*Required task*. Output the material beneath exactly, leaving nothing out.

Position identification records:
────────────────────────────────────────

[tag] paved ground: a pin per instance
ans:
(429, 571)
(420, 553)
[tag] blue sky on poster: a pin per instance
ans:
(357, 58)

────────────────────────────────────────

*Task result*.
[tag] paved ground: a pin per instance
ans:
(429, 571)
(420, 553)
[tag] blue sky on poster: a pin per instance
ans:
(357, 58)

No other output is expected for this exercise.